● 提示テキスト:
◆ ◆ ◆ ◆ ◆ ◆ ◆
公演は9月は東京・日比谷のシアタークリエにて。その後秋田・岩手・愛知・大阪・久留米・神奈川で上演。
藤田俊太郎 福井晶一 海宝直人 中河内雅貴 中川晃教 伊礼彼方 矢崎広 spi
ミュージカル『ジャージー・ボーイズ』は、♪「Sherry(シェリー)」 ♪「Can’t Take my eyes off you(君の瞳に恋してる)」で知られる「フランキー・ヴァリ&ザ・フォー・シーズンズ」の軌跡を描く。
トニー賞最優秀ミュージカル賞、グラミー賞など全世界で57部門もの賞を総なめにし、2014年にはクリント・イーストウッド監督で映画化もされた名作中の名作。2016年の日本初演では客席から連日の万雷の拍手を受け、菊田一夫演劇賞、読売演劇大賞最優秀作品賞・最優秀男優賞(中川晃教)・優秀演出家賞(藤田俊太郎)他、数々の賞を受賞した。今回は熱烈なリクエストに応えての2年ぶりの再演で、全国ツアーを行う。
【囲み取材】
中川晃教:「初演の経験は再演をするにあたって力になっている」という実感があります。ミュージカルは今、本当に熱く(人気が高く)なってきています。音楽・芝居・ライブ感、その劇場でしか味わうことのできない醍醐味が、ミュージカルをここまで熱くさせているのだと思います。私たちもミュージカルがさらに盛り上がるように頑張っていきたいと思っています。ミュージカルが好きな方も、観たことがない方も感動して頂ける作品になっていますので、是非劇場に足をお運びください。
福井晶一、海宝直人、中河内雅貴, 中川晃教
チームWHITE :初演から変わらぬメンバー
中川晃教:ホワイトチームは初演から更に安定性があり、関係性も築けている上でのスタートで稽古場も楽しくできています。それぞれがこの2年間で確実に一歩一歩進んできているメンバーが集まった時に「初演よりもっと良いものにしよう」という向上心のようなものを感じ、和気藹々としながらもピリッとした緊張感もあります。
中河内雅貴:初演はこの作品のむずかしさを実感し、皆さんの足をひっぱらないように一生懸命にがむしゃらに作品と向き合っていました。今回は余裕も持てるようになり、より研ぎ澄まされた白米のようになっています。白チームだけに。(笑)久しぶりに会っても、見えない絆と深い愛情でつながっているのが伝わってくるやり易いメンバーなので、このお三方との共演はうれしく、さらにブラッシュアップされたレベルアップしたものをお届けできるチームです。
海宝直人:初演は必死に食らいついていた感じでしたが、今回同じセットの中で、頭から稽古して新しい発見がたくさんあります。そういう意味では「なにか違ったことをやってやろう」ではなく、これまでやってきた経験が自然とステージ上に出るのではないか、きっと新しいものを受け取ってもらえるのではないかと思っています。
◆ ◆ ◆ ◆ ◆ ◆ ◆
● 保存済みデータセット項目:

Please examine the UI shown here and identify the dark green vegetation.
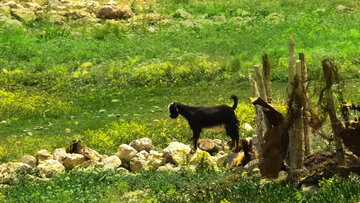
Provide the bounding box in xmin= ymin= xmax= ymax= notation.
xmin=0 ymin=169 xmax=360 ymax=202
xmin=0 ymin=0 xmax=360 ymax=202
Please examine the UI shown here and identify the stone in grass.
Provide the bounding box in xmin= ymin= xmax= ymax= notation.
xmin=130 ymin=137 xmax=155 ymax=152
xmin=35 ymin=149 xmax=53 ymax=163
xmin=116 ymin=144 xmax=138 ymax=163
xmin=37 ymin=160 xmax=65 ymax=178
xmin=53 ymin=148 xmax=66 ymax=163
xmin=163 ymin=142 xmax=190 ymax=166
xmin=0 ymin=162 xmax=32 ymax=184
xmin=103 ymin=155 xmax=121 ymax=169
xmin=22 ymin=155 xmax=37 ymax=168
xmin=63 ymin=154 xmax=86 ymax=170
xmin=130 ymin=150 xmax=150 ymax=172
xmin=82 ymin=147 xmax=102 ymax=161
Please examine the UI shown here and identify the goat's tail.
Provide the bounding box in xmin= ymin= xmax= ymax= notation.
xmin=231 ymin=95 xmax=238 ymax=110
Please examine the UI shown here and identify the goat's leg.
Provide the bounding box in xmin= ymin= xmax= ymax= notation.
xmin=190 ymin=129 xmax=201 ymax=154
xmin=225 ymin=125 xmax=240 ymax=152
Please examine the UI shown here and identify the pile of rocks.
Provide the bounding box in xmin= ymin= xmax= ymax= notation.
xmin=0 ymin=0 xmax=133 ymax=23
xmin=0 ymin=138 xmax=256 ymax=184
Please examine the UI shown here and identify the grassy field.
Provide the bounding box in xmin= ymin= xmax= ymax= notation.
xmin=0 ymin=0 xmax=360 ymax=202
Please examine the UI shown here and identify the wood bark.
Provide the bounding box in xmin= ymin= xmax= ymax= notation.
xmin=249 ymin=75 xmax=265 ymax=162
xmin=289 ymin=60 xmax=303 ymax=171
xmin=262 ymin=54 xmax=272 ymax=103
xmin=322 ymin=59 xmax=345 ymax=165
xmin=299 ymin=53 xmax=312 ymax=156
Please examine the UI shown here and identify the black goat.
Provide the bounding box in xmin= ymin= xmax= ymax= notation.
xmin=169 ymin=95 xmax=240 ymax=154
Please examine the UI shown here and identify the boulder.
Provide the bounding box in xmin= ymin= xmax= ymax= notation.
xmin=213 ymin=139 xmax=226 ymax=152
xmin=35 ymin=149 xmax=54 ymax=163
xmin=96 ymin=5 xmax=133 ymax=20
xmin=63 ymin=154 xmax=86 ymax=170
xmin=275 ymin=171 xmax=288 ymax=183
xmin=37 ymin=160 xmax=65 ymax=178
xmin=157 ymin=163 xmax=175 ymax=171
xmin=116 ymin=144 xmax=138 ymax=163
xmin=83 ymin=147 xmax=102 ymax=161
xmin=76 ymin=160 xmax=105 ymax=170
xmin=130 ymin=137 xmax=155 ymax=152
xmin=197 ymin=139 xmax=219 ymax=154
xmin=103 ymin=155 xmax=121 ymax=169
xmin=24 ymin=2 xmax=41 ymax=9
xmin=53 ymin=148 xmax=66 ymax=163
xmin=3 ymin=1 xmax=23 ymax=9
xmin=244 ymin=159 xmax=260 ymax=173
xmin=188 ymin=150 xmax=212 ymax=165
xmin=130 ymin=151 xmax=150 ymax=172
xmin=0 ymin=162 xmax=32 ymax=184
xmin=10 ymin=8 xmax=37 ymax=22
xmin=22 ymin=155 xmax=37 ymax=168
xmin=163 ymin=142 xmax=191 ymax=166
xmin=217 ymin=153 xmax=244 ymax=168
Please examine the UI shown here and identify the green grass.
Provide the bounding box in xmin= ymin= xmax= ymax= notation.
xmin=0 ymin=0 xmax=360 ymax=202
xmin=0 ymin=168 xmax=360 ymax=202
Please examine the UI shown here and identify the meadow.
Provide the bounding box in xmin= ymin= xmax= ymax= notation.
xmin=0 ymin=0 xmax=360 ymax=202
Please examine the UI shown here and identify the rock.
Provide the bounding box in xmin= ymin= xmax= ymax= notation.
◆ ◆ ◆ ◆ ◆ ◆ ◆
● 依頼事項:
1 > レコードのうち、「Please examine the UI shown here and identify the goat's leg.」を含む行から「xmin=299 ymin=53 xmax=312 ymax=156」を含む行までを、両端の行も含めてそのまま複製してください。
2 > 『ジャージー・ボーイズ』再演の記事の最後の文に続けて、その先を書き継ぐこと。
『ジャージー・ボーイズ』再演の記事とレコードには互いに何の関係もない。

● 解答:
1 >
Please examine the UI shown here and identify the goat's leg.
Provide the bounding box in xmin= ymin= xmax= ymax= notation.
xmin=190 ymin=129 xmax=201 ymax=154
xmin=225 ymin=125 xmax=240 ymax=152
Please examine the UI shown here and identify the pile of rocks.
Provide the bounding box in xmin= ymin= xmax= ymax= notation.
xmin=0 ymin=0 xmax=133 ymax=23
xmin=0 ymin=138 xmax=256 ymax=184
Please examine the UI shown here and identify the grassy field.
Provide the bounding box in xmin= ymin= xmax= ymax= notation.
xmin=0 ymin=0 xmax=360 ymax=202
Please examine the UI shown here and identify the wood bark.
Provide the bounding box in xmin= ymin= xmax= ymax= notation.
xmin=249 ymin=75 xmax=265 ymax=162
xmin=289 ymin=60 xmax=303 ymax=171
xmin=262 ymin=54 xmax=272 ymax=103
xmin=322 ymin=59 xmax=345 ymax=165
xmin=299 ymin=53 xmax=312 ymax=156

2 >
福井晶一:一度作りあげたので今回は僕等の中でもより熟させて、また新たにいろんなものが見えてくるんじゃないかと思っています。チームWHITEは暖かいホームに帰ってきたような感じです。この作品は音楽ありきなので、音楽にどれだけ寄り添って味方にできるか、最高のハーモニーをお届けできるか。そこを磨き上げていい音楽・いいドラマをお届けしたいと思っています。
中川晃教 伊礼彼方 矢崎広 spi
チームBLUE:中川、矢崎は初演から、伊礼、spiは初参加
中川晃教:(チームBULEh)一筋縄では行かない感じがあるんですが、物語の中でそれぞれ4人がフォーシーズンズ、僕たちのことを思っていたのか、そして思い続けているのか、という脚本がよく出来ているところと、この4人が体当たりで役にぶつかるところがリンクした時に、この作品は感動につながっていくんだと体験しています。
もうひとつ福井さんがおっしゃったように、この作品は音楽が主役と言っても過言でもない。ハーモニーが僕たちの向き合っているところで、楽しくもまだ登る山が目の前にあると実感しています。
矢崎広:初演はチームREDで特殊な稽古だったと思います。その2年前があったからこそ、今回はとてもいい意味で緊張があった現場だったと思います。その緊張感が気張り過ぎて良くない方向に向かう時に助けてくれたのが、伊礼さんとspiさんだと思っています。
チームも変わって人も変わって、生まれて来るものが変わってくる。この作品はそれが如実に出る作品で、稽古をやって来て思うのは、WHITEともREDとも違う、新しいチームが出来上がったと思っています。再演の難しさと楽しさと興奮と期待を感じています。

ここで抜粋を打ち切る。